_What to produce_
According to the forum thread on learning Cocoa programming, from which website does one reply recommend downloading "Cocoa Browser"?

_Passage_
═══
# Cocoa programming for morons...



## johnnyutah2k1 (Jul 21, 2003)

That moron would be me!

Can you recommend any Cocoa programming books that don't presume that you've previously coded in C? I've done a bit of Basic and Delphi on the PC, so I have a basic knowledge of the fundamentals (variables etc.) but I'm completely knew to C.

Also, is Real Basic any good? You have to pay quite a bit for it compared to Developer Tools, which is free.

Finally, is it worth waiting for Xcode to be released with Panther before starting to learn. Will it be significantly different to the current Developer Tools?


----------



## kainjow (Jul 23, 2003)

Don't go to REALbasic. Go to amazon.com and search for Cocoa any book you choose will be fine. Xcode isn't much different from Project Builder from what I've seen (it is different, but not like going from Linux to Palm OS hehe).


----------



## SkyNite (Jul 23, 2003)

> _Originally posted by kainjow _
> *Don't go to REALbasic. *


I respectfully disagree. I have seen lots o' crap written in REALbasic, but I have also seen some excellent apps come from it. It's also cool when you need to whip up a quick tool to do specific job.

And I am somewhat biased, since I have been making a living off of a couple of REALbasic-coded apps for a couple of years now.

Let the flaming begin!


----------



## wiz (Jul 23, 2003)

naa i agree. don't go for real basic.. i'f u know how to use NIB files.. developing apps is just as fast using cocoa (java/objective-c). u can also use the nib files with carbon.. but then carbon is written in c++.. that's not RAD at all.


----------



## tjw (Jul 23, 2003)

These are the books I bought that have been indispensable:

"Cocoa with Objective-C" James Duncan Davidson & Apple.

"Building Cocoa Applications: A Step-by Step Guide" Simson Garfinkel & Michael K. Mahoney

both are published by O'Reilly

For C reference:
"The C Programming Language" 2nd edition Brian W. Kernighan & Dennis M. Ritchie

"The Standard C Library" P.J. Plauger


Also, don't forget to download "Cocoa Browser" from Versiontracker.com You'll use it a LOT as reference when you first start.

Good Luck!


----------



## Arden (Jul 23, 2003)

Don't get REAL Basic if you want to do Cocoa programming, because it's an excellent *BASIC* editor.

The dev. tools have a number of tutorials, as well, that teach you the basics.


----------



## johnnyutah2k1 (Jul 24, 2003)

That's really helpful - thanks guys. Although there are some very good apps for the Mac, there are very few in comparison to the software available for Windows. I'll look at the books mentioned and try and contribute something to the Mac community!


----------



## wiz (Jul 24, 2003)

well... thats not completely true..
═══
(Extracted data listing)
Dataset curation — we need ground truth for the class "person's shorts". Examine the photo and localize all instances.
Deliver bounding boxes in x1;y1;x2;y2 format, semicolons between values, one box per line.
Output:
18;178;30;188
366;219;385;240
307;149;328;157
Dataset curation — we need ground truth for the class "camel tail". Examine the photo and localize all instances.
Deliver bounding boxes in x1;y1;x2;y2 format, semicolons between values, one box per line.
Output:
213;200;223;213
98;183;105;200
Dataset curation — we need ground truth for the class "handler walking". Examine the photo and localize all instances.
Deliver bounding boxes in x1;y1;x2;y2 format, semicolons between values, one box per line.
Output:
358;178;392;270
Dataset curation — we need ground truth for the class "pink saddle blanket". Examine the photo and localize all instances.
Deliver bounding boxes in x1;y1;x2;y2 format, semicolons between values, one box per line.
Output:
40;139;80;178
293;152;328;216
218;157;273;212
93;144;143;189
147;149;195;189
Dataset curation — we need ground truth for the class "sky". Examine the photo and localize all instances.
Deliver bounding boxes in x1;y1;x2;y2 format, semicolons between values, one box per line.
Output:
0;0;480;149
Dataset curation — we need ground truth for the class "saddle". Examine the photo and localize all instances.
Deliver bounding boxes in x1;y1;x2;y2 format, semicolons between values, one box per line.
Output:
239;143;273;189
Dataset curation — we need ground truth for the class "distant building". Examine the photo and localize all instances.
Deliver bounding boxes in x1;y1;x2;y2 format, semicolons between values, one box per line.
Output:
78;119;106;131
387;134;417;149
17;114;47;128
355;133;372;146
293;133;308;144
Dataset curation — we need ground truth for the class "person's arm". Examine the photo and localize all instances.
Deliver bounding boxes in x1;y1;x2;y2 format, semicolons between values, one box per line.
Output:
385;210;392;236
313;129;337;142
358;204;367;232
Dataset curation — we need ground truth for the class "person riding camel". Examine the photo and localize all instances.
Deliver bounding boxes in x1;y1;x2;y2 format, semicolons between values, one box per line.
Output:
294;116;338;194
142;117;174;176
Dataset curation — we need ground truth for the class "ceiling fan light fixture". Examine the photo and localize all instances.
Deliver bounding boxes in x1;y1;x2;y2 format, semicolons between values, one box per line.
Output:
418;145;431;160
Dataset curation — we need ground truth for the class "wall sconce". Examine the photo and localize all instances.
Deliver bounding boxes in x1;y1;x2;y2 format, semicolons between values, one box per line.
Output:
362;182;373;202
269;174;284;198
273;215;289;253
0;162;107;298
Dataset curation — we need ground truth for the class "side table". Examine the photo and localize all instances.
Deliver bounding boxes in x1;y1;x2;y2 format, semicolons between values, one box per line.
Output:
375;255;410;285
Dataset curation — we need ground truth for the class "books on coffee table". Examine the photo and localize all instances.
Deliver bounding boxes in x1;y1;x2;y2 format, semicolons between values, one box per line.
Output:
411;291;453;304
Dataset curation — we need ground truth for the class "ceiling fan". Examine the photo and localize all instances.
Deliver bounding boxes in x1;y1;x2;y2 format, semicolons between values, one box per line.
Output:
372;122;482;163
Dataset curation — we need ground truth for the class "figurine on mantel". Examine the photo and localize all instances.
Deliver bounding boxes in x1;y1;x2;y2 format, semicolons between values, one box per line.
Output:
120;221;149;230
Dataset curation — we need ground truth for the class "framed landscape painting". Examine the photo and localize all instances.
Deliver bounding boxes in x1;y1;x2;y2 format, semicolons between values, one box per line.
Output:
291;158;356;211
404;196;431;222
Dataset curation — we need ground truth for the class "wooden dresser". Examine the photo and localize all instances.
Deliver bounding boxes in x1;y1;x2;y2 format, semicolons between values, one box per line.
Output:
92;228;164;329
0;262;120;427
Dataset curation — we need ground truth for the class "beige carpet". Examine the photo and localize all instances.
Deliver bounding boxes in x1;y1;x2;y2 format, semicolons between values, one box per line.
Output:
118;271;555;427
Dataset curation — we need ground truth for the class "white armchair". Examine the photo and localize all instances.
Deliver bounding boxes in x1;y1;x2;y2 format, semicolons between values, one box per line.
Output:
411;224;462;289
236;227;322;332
═══
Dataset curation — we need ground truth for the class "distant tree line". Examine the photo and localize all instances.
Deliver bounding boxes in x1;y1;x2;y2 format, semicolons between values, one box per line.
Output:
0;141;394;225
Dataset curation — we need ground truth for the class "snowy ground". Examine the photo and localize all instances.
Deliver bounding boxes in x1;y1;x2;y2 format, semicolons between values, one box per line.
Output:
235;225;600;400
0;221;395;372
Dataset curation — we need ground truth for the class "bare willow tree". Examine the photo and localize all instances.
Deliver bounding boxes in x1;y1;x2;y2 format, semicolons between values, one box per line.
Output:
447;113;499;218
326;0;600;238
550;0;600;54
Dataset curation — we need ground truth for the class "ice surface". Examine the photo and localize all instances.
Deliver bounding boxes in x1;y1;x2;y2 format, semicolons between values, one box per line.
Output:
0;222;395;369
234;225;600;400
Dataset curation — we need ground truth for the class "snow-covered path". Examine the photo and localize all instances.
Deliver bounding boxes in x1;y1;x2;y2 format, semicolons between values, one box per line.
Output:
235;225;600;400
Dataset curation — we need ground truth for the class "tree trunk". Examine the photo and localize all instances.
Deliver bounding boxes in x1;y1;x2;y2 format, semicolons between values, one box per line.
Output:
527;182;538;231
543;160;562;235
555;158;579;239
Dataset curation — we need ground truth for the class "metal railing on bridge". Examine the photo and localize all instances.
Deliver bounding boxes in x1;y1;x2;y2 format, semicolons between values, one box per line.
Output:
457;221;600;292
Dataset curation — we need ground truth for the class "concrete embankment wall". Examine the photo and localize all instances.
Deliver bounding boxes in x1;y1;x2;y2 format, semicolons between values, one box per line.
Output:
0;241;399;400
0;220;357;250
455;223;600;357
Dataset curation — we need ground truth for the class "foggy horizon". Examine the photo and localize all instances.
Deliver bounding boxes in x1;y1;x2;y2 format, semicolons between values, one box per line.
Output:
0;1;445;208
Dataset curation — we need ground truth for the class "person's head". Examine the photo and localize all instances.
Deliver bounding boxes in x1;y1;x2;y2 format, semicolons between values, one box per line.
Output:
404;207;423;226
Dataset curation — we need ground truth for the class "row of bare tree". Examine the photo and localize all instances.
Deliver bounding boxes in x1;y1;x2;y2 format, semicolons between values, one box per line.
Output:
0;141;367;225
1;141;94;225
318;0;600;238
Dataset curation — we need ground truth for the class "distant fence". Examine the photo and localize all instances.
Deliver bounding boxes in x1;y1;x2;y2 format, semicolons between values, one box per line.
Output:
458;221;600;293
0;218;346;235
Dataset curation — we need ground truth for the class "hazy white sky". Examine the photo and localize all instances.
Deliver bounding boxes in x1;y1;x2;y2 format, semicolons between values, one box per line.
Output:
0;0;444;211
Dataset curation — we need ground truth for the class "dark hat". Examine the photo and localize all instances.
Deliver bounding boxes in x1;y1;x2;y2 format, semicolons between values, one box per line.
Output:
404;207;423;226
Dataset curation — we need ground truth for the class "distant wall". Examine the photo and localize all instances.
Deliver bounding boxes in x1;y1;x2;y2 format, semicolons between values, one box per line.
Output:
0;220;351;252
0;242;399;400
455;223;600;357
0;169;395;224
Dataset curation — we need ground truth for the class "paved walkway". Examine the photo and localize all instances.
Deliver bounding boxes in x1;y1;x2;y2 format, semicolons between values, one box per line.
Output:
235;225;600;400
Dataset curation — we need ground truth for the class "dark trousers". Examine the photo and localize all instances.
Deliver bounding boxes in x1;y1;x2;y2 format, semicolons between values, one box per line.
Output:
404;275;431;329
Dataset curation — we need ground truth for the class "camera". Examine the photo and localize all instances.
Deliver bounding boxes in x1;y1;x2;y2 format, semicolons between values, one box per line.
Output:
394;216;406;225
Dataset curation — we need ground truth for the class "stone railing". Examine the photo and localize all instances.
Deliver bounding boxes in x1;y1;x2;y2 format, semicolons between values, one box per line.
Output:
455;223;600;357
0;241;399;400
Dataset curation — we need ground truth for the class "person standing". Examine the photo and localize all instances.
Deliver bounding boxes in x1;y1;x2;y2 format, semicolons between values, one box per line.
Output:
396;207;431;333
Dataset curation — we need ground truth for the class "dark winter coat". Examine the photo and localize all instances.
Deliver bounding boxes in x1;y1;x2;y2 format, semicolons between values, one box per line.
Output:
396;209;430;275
═══
_Output_
Versiontracker.com